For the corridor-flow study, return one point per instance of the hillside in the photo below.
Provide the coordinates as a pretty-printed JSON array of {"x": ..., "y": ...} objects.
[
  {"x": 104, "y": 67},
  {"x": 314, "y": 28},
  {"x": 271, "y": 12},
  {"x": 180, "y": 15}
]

****************

Can you swap "hillside" for "ridge" throughout the data above and give all the lines back with nothing else changed?

**Full answer:**
For the corridor-flow study, return one point per instance of the ridge in the photo below.
Provide the coordinates as a pretty-printed JSON array of {"x": ..., "y": ...} objects.
[
  {"x": 104, "y": 67},
  {"x": 314, "y": 28},
  {"x": 271, "y": 12},
  {"x": 180, "y": 15}
]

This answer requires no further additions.